# TASK INSTRUCTIONS
The answer is an exact repeat of the entries below, with the pictures omitted.

# MATERIAL PROVIDED

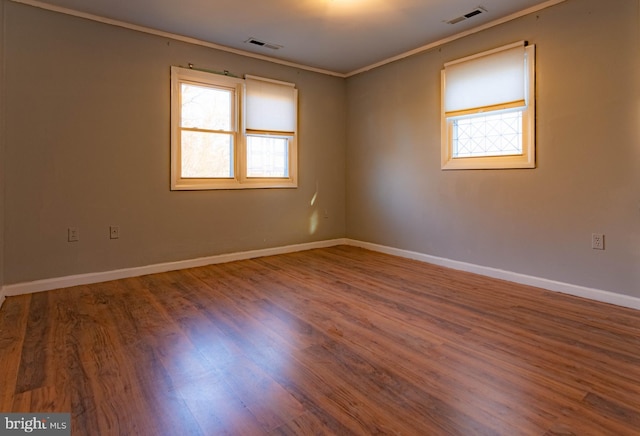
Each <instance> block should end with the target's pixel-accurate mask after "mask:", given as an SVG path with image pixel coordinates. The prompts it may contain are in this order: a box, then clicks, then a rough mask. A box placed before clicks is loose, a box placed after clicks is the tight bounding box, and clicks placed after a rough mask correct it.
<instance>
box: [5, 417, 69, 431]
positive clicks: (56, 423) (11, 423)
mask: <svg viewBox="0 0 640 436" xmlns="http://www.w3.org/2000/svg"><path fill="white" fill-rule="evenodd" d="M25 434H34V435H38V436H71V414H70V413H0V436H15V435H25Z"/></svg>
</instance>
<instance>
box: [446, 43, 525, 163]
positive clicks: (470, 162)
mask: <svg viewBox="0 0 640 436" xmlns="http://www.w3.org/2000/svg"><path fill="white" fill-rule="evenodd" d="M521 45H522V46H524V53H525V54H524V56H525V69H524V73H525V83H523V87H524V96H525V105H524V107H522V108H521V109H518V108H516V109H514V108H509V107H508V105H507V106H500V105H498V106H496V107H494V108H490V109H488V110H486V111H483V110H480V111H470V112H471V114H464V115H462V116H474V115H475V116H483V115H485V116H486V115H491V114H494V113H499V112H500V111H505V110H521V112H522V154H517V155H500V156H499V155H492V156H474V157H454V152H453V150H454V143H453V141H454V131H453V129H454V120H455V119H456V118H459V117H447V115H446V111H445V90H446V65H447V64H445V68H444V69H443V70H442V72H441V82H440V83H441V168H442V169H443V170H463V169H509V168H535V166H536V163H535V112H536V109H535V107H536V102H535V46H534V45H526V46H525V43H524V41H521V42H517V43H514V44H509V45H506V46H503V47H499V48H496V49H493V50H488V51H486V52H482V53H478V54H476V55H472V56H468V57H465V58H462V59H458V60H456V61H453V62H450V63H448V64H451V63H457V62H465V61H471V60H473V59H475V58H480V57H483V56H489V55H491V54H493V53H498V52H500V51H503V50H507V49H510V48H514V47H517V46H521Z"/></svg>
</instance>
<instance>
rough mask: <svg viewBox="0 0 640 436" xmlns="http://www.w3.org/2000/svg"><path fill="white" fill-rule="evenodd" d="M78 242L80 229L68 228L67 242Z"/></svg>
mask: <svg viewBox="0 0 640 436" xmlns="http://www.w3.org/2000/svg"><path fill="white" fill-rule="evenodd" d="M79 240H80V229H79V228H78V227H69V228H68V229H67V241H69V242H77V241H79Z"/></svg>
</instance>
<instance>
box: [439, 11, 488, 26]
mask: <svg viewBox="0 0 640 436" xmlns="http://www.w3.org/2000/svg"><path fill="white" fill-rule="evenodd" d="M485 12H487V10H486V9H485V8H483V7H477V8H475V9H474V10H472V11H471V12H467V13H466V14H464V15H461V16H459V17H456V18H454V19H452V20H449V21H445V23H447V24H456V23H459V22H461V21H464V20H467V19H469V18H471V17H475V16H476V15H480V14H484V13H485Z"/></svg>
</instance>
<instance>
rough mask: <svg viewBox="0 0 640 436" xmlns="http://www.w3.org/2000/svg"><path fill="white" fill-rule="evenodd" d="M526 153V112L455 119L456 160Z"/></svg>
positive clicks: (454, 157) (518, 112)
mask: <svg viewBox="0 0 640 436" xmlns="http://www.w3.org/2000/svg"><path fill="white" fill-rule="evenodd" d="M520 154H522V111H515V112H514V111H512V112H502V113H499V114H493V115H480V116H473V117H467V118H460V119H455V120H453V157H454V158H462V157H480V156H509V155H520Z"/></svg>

# EXERCISE SOLUTION
Each <instance> block should end with the target's pixel-accurate mask after "mask:", given as an SVG path with image pixel coordinates. The prompts it may contain are in this order: a box, then clicks, then a rough mask. A box placed before clicks is loose, a box placed after clicks is the tight bounding box, and clicks placed after a rough mask correct it.
<instance>
box: [5, 417, 69, 431]
positive clicks: (56, 423) (11, 423)
mask: <svg viewBox="0 0 640 436" xmlns="http://www.w3.org/2000/svg"><path fill="white" fill-rule="evenodd" d="M25 434H34V435H38V436H71V414H70V413H0V436H15V435H25Z"/></svg>
</instance>
<instance>
box: [446, 43, 525, 163]
positive clicks: (470, 162)
mask: <svg viewBox="0 0 640 436" xmlns="http://www.w3.org/2000/svg"><path fill="white" fill-rule="evenodd" d="M521 45H522V46H524V53H525V54H524V56H525V69H524V73H525V83H523V87H524V96H525V105H524V107H522V108H521V109H518V108H516V109H514V108H509V107H508V105H507V106H500V105H498V106H496V107H494V108H490V109H488V110H486V111H483V110H480V111H470V112H471V114H464V115H462V116H474V115H475V116H483V115H485V116H486V115H491V114H494V113H499V112H500V111H505V110H521V112H522V154H517V155H500V156H499V155H492V156H474V157H454V152H453V150H454V143H453V141H454V131H453V129H454V120H455V119H456V118H459V117H447V115H446V111H445V90H446V65H447V64H445V68H444V69H443V70H442V72H441V82H440V83H441V168H442V169H443V170H463V169H509V168H535V166H536V163H535V112H536V109H535V107H536V102H535V46H534V45H526V46H525V43H524V41H521V42H517V43H514V44H509V45H506V46H503V47H499V48H496V49H493V50H488V51H486V52H482V53H478V54H476V55H472V56H468V57H465V58H462V59H458V60H456V61H453V62H450V63H448V64H451V63H457V62H465V61H471V60H473V59H475V58H480V57H483V56H489V55H491V54H493V53H498V52H500V51H503V50H507V49H510V48H514V47H517V46H521Z"/></svg>
</instance>
<instance>
rough mask: <svg viewBox="0 0 640 436" xmlns="http://www.w3.org/2000/svg"><path fill="white" fill-rule="evenodd" d="M78 242L80 229L68 228L67 242Z"/></svg>
mask: <svg viewBox="0 0 640 436" xmlns="http://www.w3.org/2000/svg"><path fill="white" fill-rule="evenodd" d="M79 240H80V229H79V228H78V227H69V228H68V229H67V241H69V242H77V241H79Z"/></svg>
</instance>
<instance>
box: [439, 11, 488, 26]
mask: <svg viewBox="0 0 640 436" xmlns="http://www.w3.org/2000/svg"><path fill="white" fill-rule="evenodd" d="M485 12H487V10H486V9H485V8H483V7H477V8H475V9H474V10H472V11H471V12H467V13H466V14H464V15H461V16H459V17H456V18H454V19H452V20H449V21H445V23H447V24H456V23H459V22H461V21H464V20H467V19H469V18H471V17H475V16H476V15H480V14H484V13H485Z"/></svg>
</instance>
<instance>
rough mask: <svg viewBox="0 0 640 436" xmlns="http://www.w3.org/2000/svg"><path fill="white" fill-rule="evenodd" d="M526 153V112L455 119L456 160Z"/></svg>
positive clicks: (454, 157) (518, 112)
mask: <svg viewBox="0 0 640 436" xmlns="http://www.w3.org/2000/svg"><path fill="white" fill-rule="evenodd" d="M520 154H522V111H515V112H514V111H512V112H502V113H499V114H493V115H480V116H473V117H467V118H460V119H455V120H453V157H454V158H462V157H480V156H509V155H520Z"/></svg>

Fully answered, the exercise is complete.